Opponent Adjusted Stats Using Ridge Regression

"The biggest variable in football is the fact that each team plays a different schedule against teams of disparate quality." - Football Outsiders

"They ain't played nobody Pawllllllll." - SEC Proverb, author unknown

Motivation

One of the interesting quirks of football is that some statistics are more reflective of the quality of your opponent than they are of your own team. This is where opponent-adjusted stats can be very helpful.

At its most basic level we want to perform an opponent adjustment that solves for a given stat by taking into account the quality of both the offense and the defense. Now there are a number of ways you could get at this. My preferred method (GitHub) is derived from the methodology laid out for here1 and here2 for college basketball stats. Before we get into that method, let's talk about the most common type of opponent adjustment you'll see, which involves averaging:

Averaging Method

The most basic type of opponent adjustment is to use averaging. With averaging, you could quantify how Team A did against Team B, by comparing Team A's performance vs Team B against Team B's average against all other opponents.  

An example: Team A gave up 9.4 yards per pass attempt (YPA) in a single game against Team B. In a vacuum, 9.4 YPA might lead you to believe Team A has a poor pass defense. But when you consider that Team B averaged 10.7 YPA against all other opponents, suddenly 9.4 YPA looks a lot better. In fact, this performance by Team A was 1.3 YPA better than average! Team A was 2019 Clemson and Team B was the 2019 LSU.

The shortcoming of an averaging method is that it only deals with one side of the ball and it requires multiple iterations. In the above example, we got an estimate of how good Clemson's defense was relative to LSU's offense. So let's say we did an opponent adjustment for all of the offenses Clemson faced (i.e., we calculate a season's worth of residuals like the 1.3 YPA above). Then we'd have a nice first-pass estimate of the quality of Clemson's defense. We could do this for all FBS defenses to get an opponent-adjusted measure of defense quality. But then we should flip the problem, and adjust offenses relative to this adjusted defensive quality measure. This would in turn give us a new measure of offense quality... which we could then do another round of defensive adjustments on... you can see where this is going, we're stuck in a loop of iteratively averaging back and forth. In the above-linked video, the Youtuber recommends four (!!!!) rounds of offensive and defensive adjustment before the stats stabilize to a useful opponent-adjusted metric. Luckily, there is a much more efficient, robust, and easier method to perform opponent adjustments.

Ridge Regression Overview

Rather than iteratively adjusting our stats for offense and defense, it's easier to set up a single equation with offense and defense as variables of interest, and solve for both simultaneously in a multivariate regression1,2. The basic idea is that the stats we're interested in can be approximated as a function of the quality of the offense, the quality of an opposing defense, and home-field advantage:

Equation 1: EPA ~ OffenseQuality + DefenseQuality + HomefieldAdvantage + Constant

Ridge Regression provides an elegant method to solve Equation 1. Ridge Regression is a special form of regression that uses L2 regularization to apply a penalty term (lambda/alpha) to the square of the coefficients (helpful video link). This penalty term: (1) helps reduce any potential issues associated with multicollinearity and (2) produces more reasonable values for each team-coefficient than an ordinary Least Squares regression. We can tune this penalty hyperparameter using the built-in Ridge Cross-Validation module. Overall, Ridge Regression provides a method that simultaneously solves for offense and defense, is statistically robust, reduces issues with multicollinearity, and produces reasonable estimates of opponent-adjusted team quality

Code Overview

The below code can be found at my GitHub.

* [INFORMATION SUPPLIED]:
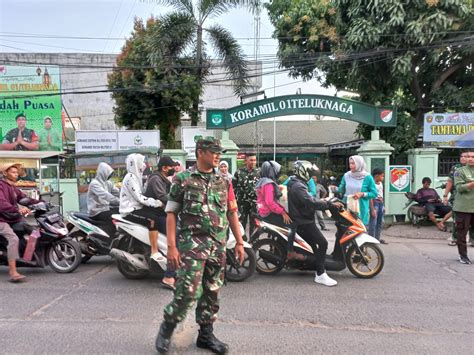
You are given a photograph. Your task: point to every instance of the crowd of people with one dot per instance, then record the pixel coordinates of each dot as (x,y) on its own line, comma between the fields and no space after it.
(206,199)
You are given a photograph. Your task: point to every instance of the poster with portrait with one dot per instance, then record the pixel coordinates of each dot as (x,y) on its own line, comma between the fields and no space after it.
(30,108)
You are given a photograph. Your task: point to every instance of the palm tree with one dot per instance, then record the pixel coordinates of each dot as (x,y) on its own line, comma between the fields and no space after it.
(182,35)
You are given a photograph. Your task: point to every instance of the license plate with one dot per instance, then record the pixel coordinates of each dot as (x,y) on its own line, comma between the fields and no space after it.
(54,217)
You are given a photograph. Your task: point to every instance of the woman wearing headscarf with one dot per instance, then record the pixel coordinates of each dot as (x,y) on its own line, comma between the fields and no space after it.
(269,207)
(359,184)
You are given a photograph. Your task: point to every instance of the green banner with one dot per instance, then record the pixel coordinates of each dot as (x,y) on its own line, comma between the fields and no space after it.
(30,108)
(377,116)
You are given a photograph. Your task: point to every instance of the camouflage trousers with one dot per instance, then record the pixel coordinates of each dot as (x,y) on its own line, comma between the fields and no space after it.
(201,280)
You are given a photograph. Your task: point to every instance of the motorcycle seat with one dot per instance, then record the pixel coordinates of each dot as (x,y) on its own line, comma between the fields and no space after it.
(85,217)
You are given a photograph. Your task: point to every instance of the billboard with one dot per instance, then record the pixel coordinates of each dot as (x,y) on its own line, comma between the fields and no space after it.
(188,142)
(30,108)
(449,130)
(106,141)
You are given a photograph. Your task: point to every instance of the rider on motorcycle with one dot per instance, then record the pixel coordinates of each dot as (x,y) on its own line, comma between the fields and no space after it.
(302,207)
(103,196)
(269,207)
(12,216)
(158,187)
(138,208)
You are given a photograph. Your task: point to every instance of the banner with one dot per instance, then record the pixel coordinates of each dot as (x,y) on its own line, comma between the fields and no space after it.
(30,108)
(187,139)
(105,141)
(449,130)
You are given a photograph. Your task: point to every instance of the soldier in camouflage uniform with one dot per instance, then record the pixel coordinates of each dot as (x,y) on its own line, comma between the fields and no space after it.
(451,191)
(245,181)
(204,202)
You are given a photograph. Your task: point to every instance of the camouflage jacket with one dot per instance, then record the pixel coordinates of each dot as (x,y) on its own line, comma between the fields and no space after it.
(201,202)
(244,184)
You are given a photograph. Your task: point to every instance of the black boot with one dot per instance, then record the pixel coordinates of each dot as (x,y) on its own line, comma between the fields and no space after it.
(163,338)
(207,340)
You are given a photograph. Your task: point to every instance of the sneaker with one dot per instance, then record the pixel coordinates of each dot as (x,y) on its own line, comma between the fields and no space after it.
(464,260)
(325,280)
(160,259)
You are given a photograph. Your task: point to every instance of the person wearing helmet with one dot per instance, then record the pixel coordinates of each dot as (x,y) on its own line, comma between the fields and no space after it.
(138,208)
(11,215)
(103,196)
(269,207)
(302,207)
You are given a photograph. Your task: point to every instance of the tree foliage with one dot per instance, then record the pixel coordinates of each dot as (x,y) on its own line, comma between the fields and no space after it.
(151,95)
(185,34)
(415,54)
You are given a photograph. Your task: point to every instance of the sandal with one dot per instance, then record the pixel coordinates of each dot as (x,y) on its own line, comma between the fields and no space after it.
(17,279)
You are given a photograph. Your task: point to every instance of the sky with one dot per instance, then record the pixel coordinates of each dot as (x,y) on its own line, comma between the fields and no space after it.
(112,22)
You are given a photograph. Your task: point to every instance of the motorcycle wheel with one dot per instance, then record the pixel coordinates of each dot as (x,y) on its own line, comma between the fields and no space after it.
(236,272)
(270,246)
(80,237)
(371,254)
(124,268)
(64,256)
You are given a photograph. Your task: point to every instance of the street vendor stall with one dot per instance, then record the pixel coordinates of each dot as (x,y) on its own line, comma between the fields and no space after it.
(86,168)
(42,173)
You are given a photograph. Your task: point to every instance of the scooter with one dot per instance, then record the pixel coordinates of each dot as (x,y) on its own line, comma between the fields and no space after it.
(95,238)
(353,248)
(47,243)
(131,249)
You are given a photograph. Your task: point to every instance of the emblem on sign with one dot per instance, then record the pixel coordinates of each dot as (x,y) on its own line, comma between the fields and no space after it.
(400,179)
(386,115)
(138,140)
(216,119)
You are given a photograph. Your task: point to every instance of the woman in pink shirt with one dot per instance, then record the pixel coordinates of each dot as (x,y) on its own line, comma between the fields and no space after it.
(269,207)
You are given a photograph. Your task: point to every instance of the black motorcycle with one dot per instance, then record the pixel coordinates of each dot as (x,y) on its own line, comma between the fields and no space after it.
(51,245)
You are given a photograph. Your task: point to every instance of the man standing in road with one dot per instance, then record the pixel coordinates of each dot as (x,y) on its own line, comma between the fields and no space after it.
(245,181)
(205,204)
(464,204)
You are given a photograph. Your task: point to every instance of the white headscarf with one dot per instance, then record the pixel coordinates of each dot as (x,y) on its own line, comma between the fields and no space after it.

* [PROBLEM STATEMENT]:
From the article on opponent-adjusted stats, return word for word the passage that opens with the words containing "Equation 1: EPA" and closes with "at my GitHub.".

* [ANSWER TO THE PROBLEM]:
Equation 1: EPA ~ OffenseQuality + DefenseQuality + HomefieldAdvantage + Constant

Ridge Regression provides an elegant method to solve Equation 1. Ridge Regression is a special form of regression that uses L2 regularization to apply a penalty term (lambda/alpha) to the square of the coefficients (helpful video link). This penalty term: (1) helps reduce any potential issues associated with multicollinearity and (2) produces more reasonable values for each team-coefficient than an ordinary Least Squares regression. We can tune this penalty hyperparameter using the built-in Ridge Cross-Validation module. Overall, Ridge Regression provides a method that simultaneously solves for offense and defense, is statistically robust, reduces issues with multicollinearity, and produces reasonable estimates of opponent-adjusted team quality

Code Overview

The below code can be found at my GitHub.